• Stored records
====
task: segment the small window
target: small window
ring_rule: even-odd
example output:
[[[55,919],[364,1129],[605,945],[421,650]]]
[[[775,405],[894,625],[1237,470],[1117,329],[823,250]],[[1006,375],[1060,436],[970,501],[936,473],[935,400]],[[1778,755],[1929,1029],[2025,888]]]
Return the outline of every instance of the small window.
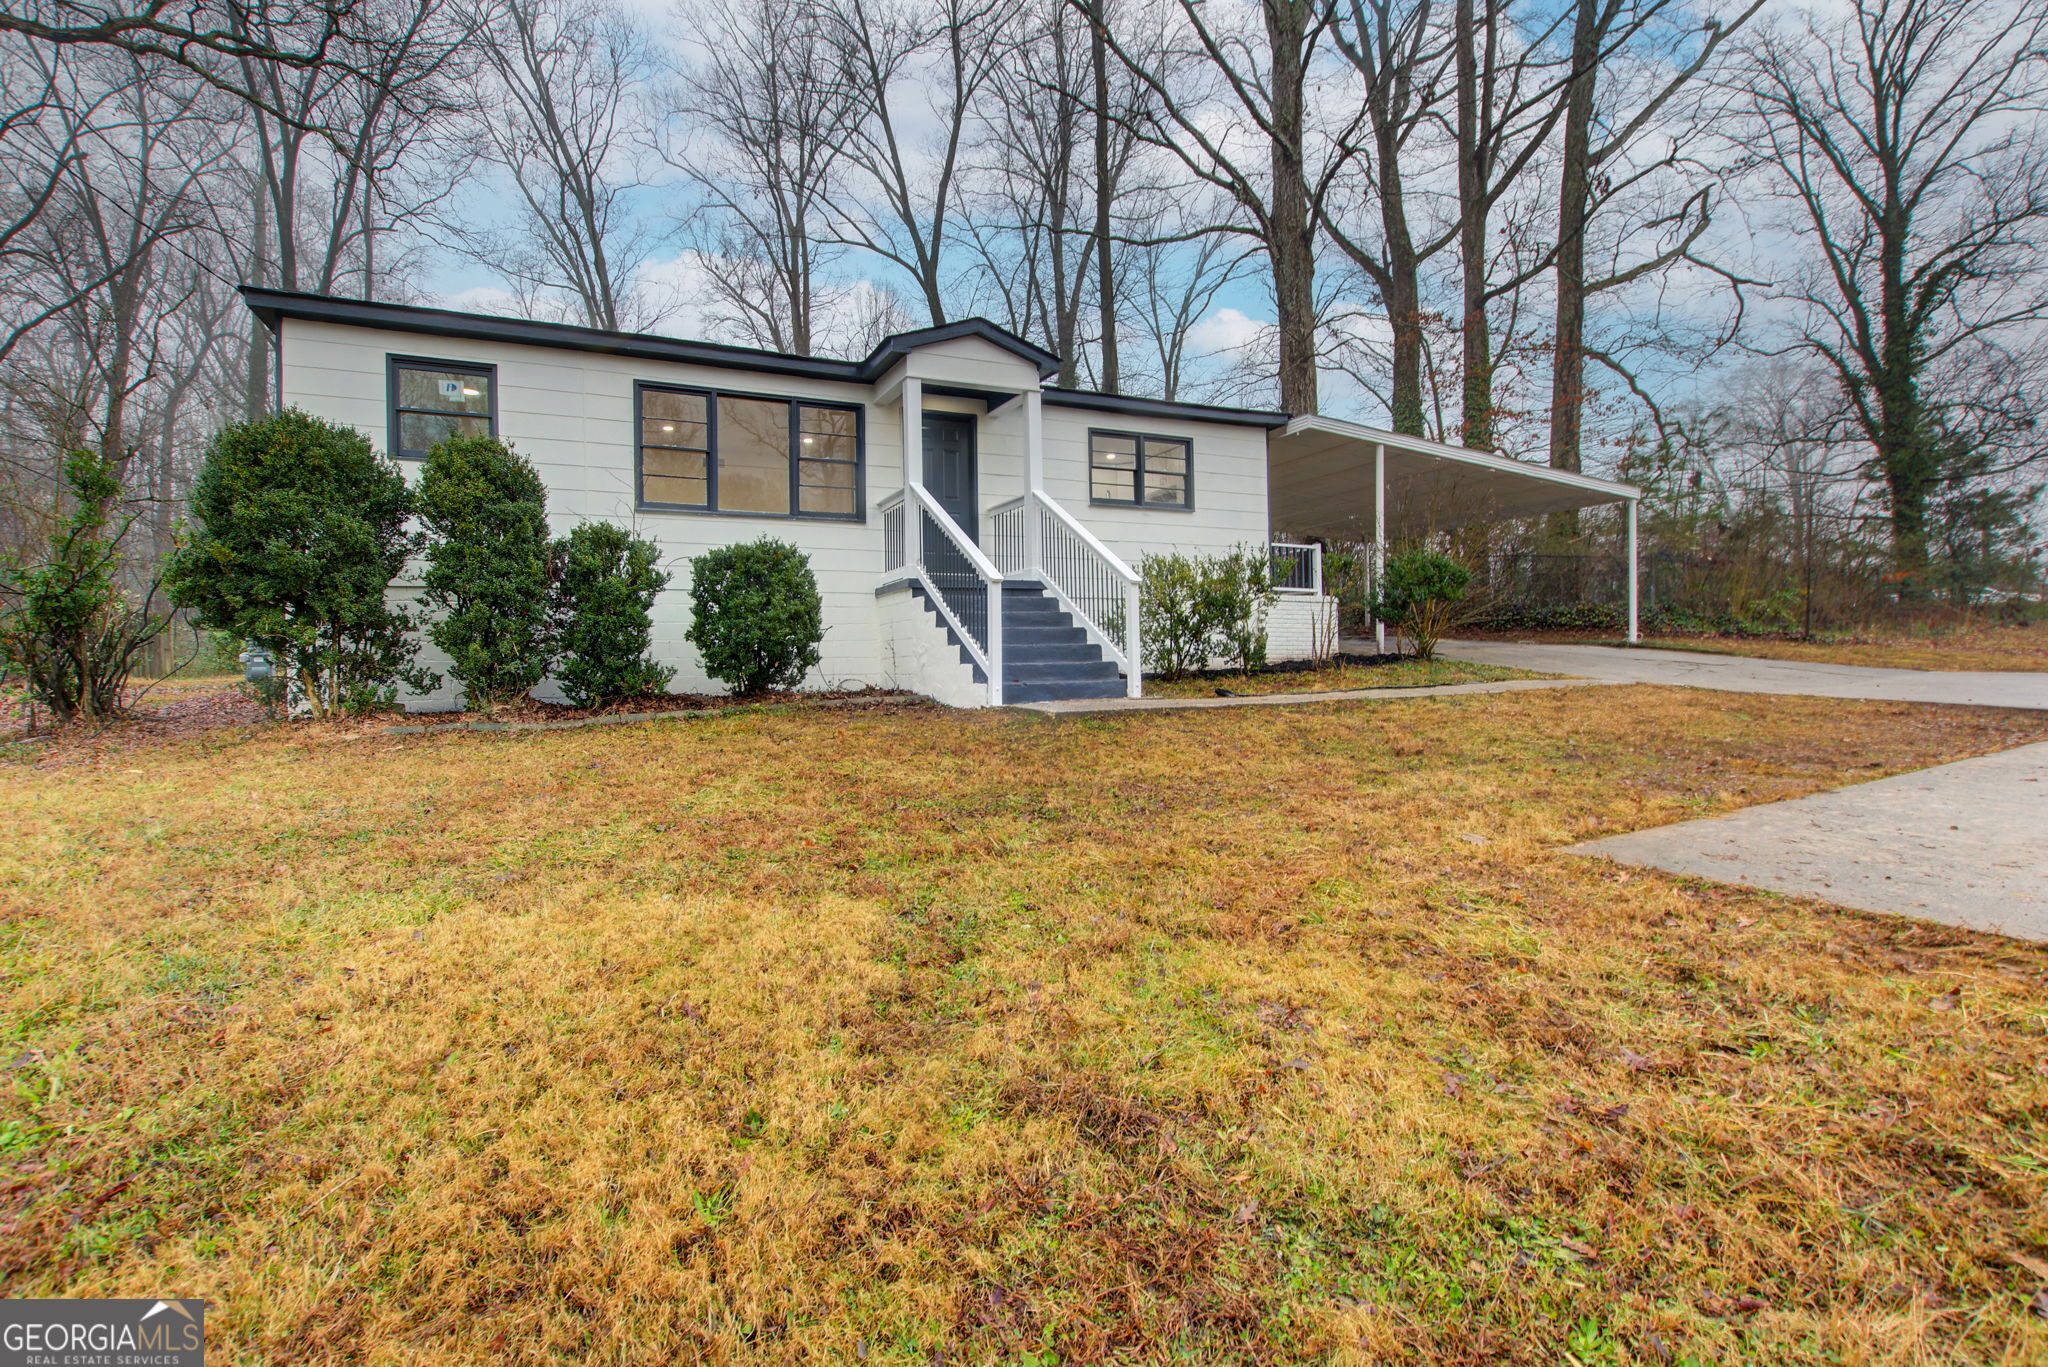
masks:
[[[1137,432],[1088,434],[1088,498],[1144,508],[1186,508],[1190,454],[1182,437]]]
[[[498,430],[493,366],[394,356],[390,386],[393,455],[421,460],[450,437],[488,437]]]
[[[649,384],[639,392],[643,505],[860,516],[858,409]]]

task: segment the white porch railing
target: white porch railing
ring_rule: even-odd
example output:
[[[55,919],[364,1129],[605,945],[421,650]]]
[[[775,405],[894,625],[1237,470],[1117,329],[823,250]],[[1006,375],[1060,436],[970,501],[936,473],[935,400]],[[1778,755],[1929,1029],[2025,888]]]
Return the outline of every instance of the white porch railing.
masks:
[[[882,569],[884,572],[903,568],[903,491],[898,489],[881,502],[882,512]]]
[[[906,499],[906,494],[908,498]],[[918,514],[919,570],[908,563],[904,535],[906,504]],[[1003,574],[995,562],[960,529],[939,501],[921,484],[899,489],[883,499],[882,566],[891,578],[915,577],[931,595],[932,606],[988,680],[991,707],[1003,705]]]
[[[1135,570],[1073,514],[1035,491],[990,512],[989,550],[1005,575],[1041,577],[1068,615],[1116,661],[1129,695],[1140,695]]]
[[[1275,541],[1270,548],[1273,557],[1273,587],[1281,593],[1313,593],[1323,591],[1323,548],[1313,543]]]

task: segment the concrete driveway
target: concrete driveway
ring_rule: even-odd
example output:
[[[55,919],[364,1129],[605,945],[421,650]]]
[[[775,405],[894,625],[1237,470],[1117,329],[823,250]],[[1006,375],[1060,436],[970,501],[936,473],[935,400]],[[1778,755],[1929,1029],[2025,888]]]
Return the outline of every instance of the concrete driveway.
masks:
[[[2048,742],[1570,850],[2048,941],[2044,835]]]
[[[1437,649],[1439,654],[1457,660],[1535,669],[1546,674],[1573,674],[1612,683],[1678,684],[1731,693],[1790,693],[1812,698],[1868,698],[1879,702],[1955,703],[2048,711],[2048,674],[1950,674],[1929,669],[1755,660],[1744,655],[1712,655],[1697,650],[1514,641],[1445,641]]]

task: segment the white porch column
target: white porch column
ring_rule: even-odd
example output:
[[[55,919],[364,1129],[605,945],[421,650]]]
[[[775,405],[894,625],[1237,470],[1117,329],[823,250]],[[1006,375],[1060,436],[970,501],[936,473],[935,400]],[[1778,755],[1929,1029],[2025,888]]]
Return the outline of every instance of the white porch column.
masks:
[[[1024,395],[1024,563],[1045,571],[1045,527],[1039,502],[1045,497],[1045,406],[1035,389]]]
[[[1637,615],[1638,589],[1636,581],[1642,577],[1641,562],[1636,554],[1636,504],[1641,500],[1628,501],[1628,640],[1630,645],[1643,639],[1641,620]]]
[[[924,381],[903,377],[903,563],[924,567],[924,508],[911,494],[924,487]]]
[[[1372,591],[1380,591],[1380,577],[1387,572],[1387,448],[1373,443],[1372,448]],[[1372,618],[1373,649],[1387,653],[1387,624],[1378,613]]]

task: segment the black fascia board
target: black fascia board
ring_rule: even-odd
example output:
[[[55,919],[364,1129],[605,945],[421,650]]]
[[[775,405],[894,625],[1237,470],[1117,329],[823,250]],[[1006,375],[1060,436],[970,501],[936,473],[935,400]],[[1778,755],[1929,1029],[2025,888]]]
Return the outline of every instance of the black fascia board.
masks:
[[[1179,418],[1186,422],[1227,422],[1240,427],[1285,427],[1286,413],[1266,408],[1231,408],[1223,404],[1182,403],[1177,399],[1141,399],[1130,394],[1102,394],[1092,389],[1059,389],[1047,385],[1045,402],[1061,408],[1086,408],[1097,413],[1122,413],[1133,418]]]
[[[728,346],[722,342],[692,342],[643,332],[607,332],[603,328],[579,327],[574,323],[494,318],[455,309],[384,304],[367,299],[337,299],[331,295],[297,294],[254,285],[242,286],[242,298],[250,311],[272,331],[276,330],[280,318],[299,318],[351,327],[425,333],[434,337],[459,337],[475,342],[516,342],[525,346],[597,351],[638,360],[681,361],[731,370],[763,371],[771,375],[844,380],[850,384],[870,382],[869,377],[862,374],[861,365],[854,361],[792,356],[756,347]]]
[[[659,337],[645,332],[607,332],[603,328],[580,327],[574,323],[543,323],[528,318],[497,318],[488,314],[463,313],[456,309],[424,308],[417,304],[386,304],[369,299],[341,299],[326,294],[305,294],[293,290],[242,286],[242,298],[250,310],[273,332],[280,318],[301,318],[313,322],[341,323],[354,327],[385,328],[395,332],[425,333],[436,337],[460,337],[479,342],[517,342],[527,346],[564,347],[576,351],[599,351],[613,356],[643,360],[683,361],[695,365],[722,366],[734,370],[764,371],[772,375],[802,375],[818,380],[845,380],[872,384],[913,349],[960,337],[979,337],[1037,367],[1041,377],[1059,369],[1059,360],[1021,337],[1016,337],[986,318],[966,318],[942,327],[920,328],[884,338],[881,345],[860,361],[840,361],[822,356],[793,356],[787,352],[764,351],[758,347],[731,346],[723,342],[697,342],[680,337]]]
[[[920,328],[883,339],[864,360],[840,361],[821,356],[793,356],[787,352],[764,351],[758,347],[732,346],[724,342],[696,342],[680,337],[658,337],[644,332],[607,332],[603,328],[580,327],[574,323],[543,323],[526,318],[498,318],[488,314],[464,313],[457,309],[426,308],[418,304],[386,304],[369,299],[342,299],[326,294],[243,285],[242,299],[264,326],[273,333],[281,318],[338,323],[350,327],[381,328],[432,337],[455,337],[477,342],[512,342],[523,346],[555,347],[572,351],[595,351],[636,360],[674,361],[687,365],[715,366],[728,370],[749,370],[769,375],[795,375],[813,380],[839,380],[849,384],[873,384],[908,352],[934,342],[961,337],[979,337],[1012,355],[1036,365],[1043,378],[1059,368],[1052,353],[989,322],[966,318],[939,327]],[[1178,418],[1191,422],[1236,423],[1250,427],[1284,427],[1285,413],[1256,408],[1230,408],[1221,404],[1181,403],[1170,399],[1141,399],[1127,394],[1101,394],[1086,389],[1046,386],[1045,402],[1064,408],[1086,408],[1101,413],[1121,413],[1138,418]]]

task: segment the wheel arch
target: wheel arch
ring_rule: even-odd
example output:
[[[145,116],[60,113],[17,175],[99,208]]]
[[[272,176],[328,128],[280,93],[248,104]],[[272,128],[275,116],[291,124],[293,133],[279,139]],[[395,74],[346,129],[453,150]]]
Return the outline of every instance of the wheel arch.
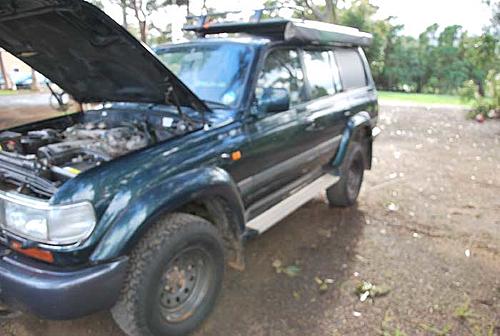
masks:
[[[332,166],[335,171],[339,172],[339,168],[342,166],[347,155],[349,144],[354,141],[362,144],[365,168],[371,169],[373,155],[372,128],[375,126],[374,124],[375,120],[366,111],[358,112],[349,118],[342,134],[339,148],[333,159]]]
[[[220,230],[225,247],[236,262],[242,264],[243,203],[231,176],[217,167],[182,173],[130,197],[90,260],[100,262],[128,254],[159,218],[172,212],[194,214],[210,221]]]

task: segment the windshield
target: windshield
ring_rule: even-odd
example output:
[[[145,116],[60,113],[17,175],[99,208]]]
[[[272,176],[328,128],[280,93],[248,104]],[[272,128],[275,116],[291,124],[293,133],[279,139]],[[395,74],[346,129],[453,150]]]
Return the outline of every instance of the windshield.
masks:
[[[165,65],[207,103],[239,104],[252,48],[234,44],[169,47],[157,51]]]

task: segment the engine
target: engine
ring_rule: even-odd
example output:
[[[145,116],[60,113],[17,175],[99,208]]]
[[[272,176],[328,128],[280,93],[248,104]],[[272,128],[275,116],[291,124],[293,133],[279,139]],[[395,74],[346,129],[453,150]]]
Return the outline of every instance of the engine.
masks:
[[[43,144],[37,149],[37,155],[47,165],[82,171],[151,143],[147,131],[136,125],[108,128],[105,123],[78,124],[60,134],[50,129],[29,132],[27,139]],[[44,143],[46,140],[47,144]]]
[[[153,143],[147,125],[105,122],[0,133],[0,178],[49,196],[62,182]]]

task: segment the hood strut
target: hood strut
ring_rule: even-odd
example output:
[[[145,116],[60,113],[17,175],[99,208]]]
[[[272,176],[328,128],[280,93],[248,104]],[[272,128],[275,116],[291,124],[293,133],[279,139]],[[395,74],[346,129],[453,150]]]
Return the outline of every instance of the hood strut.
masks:
[[[172,99],[170,99],[170,98],[172,98]],[[167,92],[165,94],[165,102],[167,104],[173,104],[173,105],[175,105],[175,107],[177,109],[177,113],[179,113],[179,116],[181,117],[182,120],[186,121],[190,125],[195,125],[196,124],[196,121],[192,120],[190,117],[188,117],[182,111],[182,105],[181,105],[181,103],[179,101],[179,97],[177,97],[177,92],[170,85],[168,86]],[[201,119],[202,119],[202,122],[203,122],[203,126],[205,126],[207,124],[205,110],[201,110],[200,114],[201,114]]]

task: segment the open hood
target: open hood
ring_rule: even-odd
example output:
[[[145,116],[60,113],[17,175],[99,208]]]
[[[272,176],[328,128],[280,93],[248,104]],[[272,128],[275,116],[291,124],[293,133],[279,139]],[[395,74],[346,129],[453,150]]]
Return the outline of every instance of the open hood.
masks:
[[[0,46],[81,103],[206,105],[149,49],[82,0],[1,0]]]

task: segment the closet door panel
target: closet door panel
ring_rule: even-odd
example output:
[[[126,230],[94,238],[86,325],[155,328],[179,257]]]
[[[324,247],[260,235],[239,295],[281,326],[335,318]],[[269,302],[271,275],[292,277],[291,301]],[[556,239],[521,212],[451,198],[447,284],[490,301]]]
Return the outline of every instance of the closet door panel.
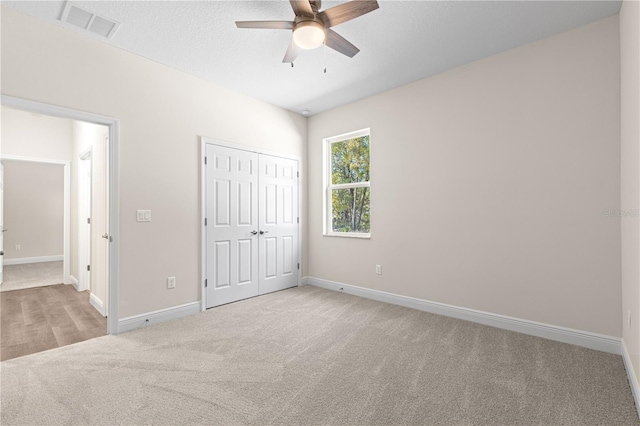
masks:
[[[297,286],[298,162],[205,150],[207,308]]]
[[[207,308],[259,293],[258,154],[206,145]]]
[[[260,155],[260,294],[298,285],[298,162]]]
====
• Prompt
In the records above, find each line that mentions the string "strut", then copy it.

• Response box
task: segment the hood strut
target: hood strut
Return the outline of every instance of the hood strut.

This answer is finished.